■ **EXTRAIT CHOISI**:
○ ○ ○

Maroc : Khouribga, un festival de cinéma pas mineur
Ses mines de phosphate sont les plus importantes au monde… Mais la ville marocaine de Khouribga est aussi connue pour son festival du cinéma africain.
La seizième édition du Festival du cinéma africain de Khouribga, qui s’est tenue du 22 au 29 juin, a été l’occasion pour les cinéphiles du continent de se retrouver pour faire le point sur la dernière actualité de la production locale. Créé en 1977 par une bande de passionnés, ce grand raout, désormais annuel, est présidé par Noureddine Saïl. Cet ancien professeur de philosophie – il a eu pour élève au lycée Moulay-Youssef un certain Abdelilah Benkirane, l’actuel chef du gouvernement – a d’abord été président de la Fédération nationale des ciné-clubs du Maroc en 1973, puis directeur des programmes de la TVM en 1984 et de Canal+ Horizons en 1990, avant de devenir directeur général de 2M en 2000 et directeur du Centre cinématographique marocain (CCM) depuis 2003.

○ ○ ○

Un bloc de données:
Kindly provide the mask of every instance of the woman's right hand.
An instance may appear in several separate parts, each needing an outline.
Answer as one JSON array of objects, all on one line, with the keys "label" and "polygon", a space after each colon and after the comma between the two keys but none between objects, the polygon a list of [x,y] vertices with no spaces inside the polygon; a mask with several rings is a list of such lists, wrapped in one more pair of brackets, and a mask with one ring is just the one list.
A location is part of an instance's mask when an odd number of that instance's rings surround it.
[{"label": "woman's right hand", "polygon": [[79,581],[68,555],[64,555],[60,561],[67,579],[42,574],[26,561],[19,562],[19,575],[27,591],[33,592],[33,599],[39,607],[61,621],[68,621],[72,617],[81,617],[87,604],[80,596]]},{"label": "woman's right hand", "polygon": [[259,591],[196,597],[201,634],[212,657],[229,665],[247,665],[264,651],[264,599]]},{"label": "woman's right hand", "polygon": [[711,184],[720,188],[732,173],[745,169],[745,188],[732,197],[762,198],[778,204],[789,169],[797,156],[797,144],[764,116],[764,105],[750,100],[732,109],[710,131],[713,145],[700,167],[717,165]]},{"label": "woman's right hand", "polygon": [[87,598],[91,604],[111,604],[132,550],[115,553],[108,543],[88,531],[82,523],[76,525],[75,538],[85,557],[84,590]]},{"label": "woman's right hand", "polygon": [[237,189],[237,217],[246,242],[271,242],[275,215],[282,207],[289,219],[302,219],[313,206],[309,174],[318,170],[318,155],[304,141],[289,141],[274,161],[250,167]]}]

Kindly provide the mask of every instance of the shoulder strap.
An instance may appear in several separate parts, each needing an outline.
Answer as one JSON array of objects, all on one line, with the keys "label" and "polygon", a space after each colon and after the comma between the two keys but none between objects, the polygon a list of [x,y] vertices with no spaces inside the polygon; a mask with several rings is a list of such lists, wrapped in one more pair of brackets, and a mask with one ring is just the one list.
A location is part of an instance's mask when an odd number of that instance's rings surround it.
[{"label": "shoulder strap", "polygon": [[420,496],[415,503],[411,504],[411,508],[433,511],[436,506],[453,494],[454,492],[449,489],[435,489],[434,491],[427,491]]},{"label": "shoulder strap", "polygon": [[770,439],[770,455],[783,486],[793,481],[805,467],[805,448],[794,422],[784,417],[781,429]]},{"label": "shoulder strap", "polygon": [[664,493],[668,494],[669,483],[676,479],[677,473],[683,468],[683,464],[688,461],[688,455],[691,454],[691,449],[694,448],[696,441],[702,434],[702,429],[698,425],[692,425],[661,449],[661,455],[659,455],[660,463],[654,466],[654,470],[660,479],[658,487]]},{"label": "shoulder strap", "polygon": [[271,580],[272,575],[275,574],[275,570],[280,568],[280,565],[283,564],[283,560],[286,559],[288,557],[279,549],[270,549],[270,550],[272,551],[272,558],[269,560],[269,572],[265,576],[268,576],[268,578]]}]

○ ○ ○

■ **CONSIGNES**:
(a) Relevez toutes les années écrites en chiffres dans l'extrait sur le festival de Khouribga, dans leur ordre d'apparition.
(b) Recopiez l'extrait sur le festival de Khouribga en commençant à « La seizième édition » et en finissant à « (CCM) depuis 2003. ».
Le listing n'est d'aucune utilité pour ce travail.

■ **RÉPONSES ATTENDUES**:
(a) 1977, 1973, 1984, 1990, 2000, 2003

(b)
La seizième édition du Festival du cinéma africain de Khouribga, qui s’est tenue du 22 au 29 juin, a été l’occasion pour les cinéphiles du continent de se retrouver pour faire le point sur la dernière actualité de la production locale. Créé en 1977 par une bande de passionnés, ce grand raout, désormais annuel, est présidé par Noureddine Saïl. Cet ancien professeur de philosophie – il a eu pour élève au lycée Moulay-Youssef un certain Abdelilah Benkirane, l’actuel chef du gouvernement – a d’abord été président de la Fédération nationale des ciné-clubs du Maroc en 1973, puis directeur des programmes de la TVM en 1984 et de Canal+ Horizons en 1990, avant de devenir directeur général de 2M en 2000 et directeur du Centre cinématographique marocain (CCM) depuis 2003.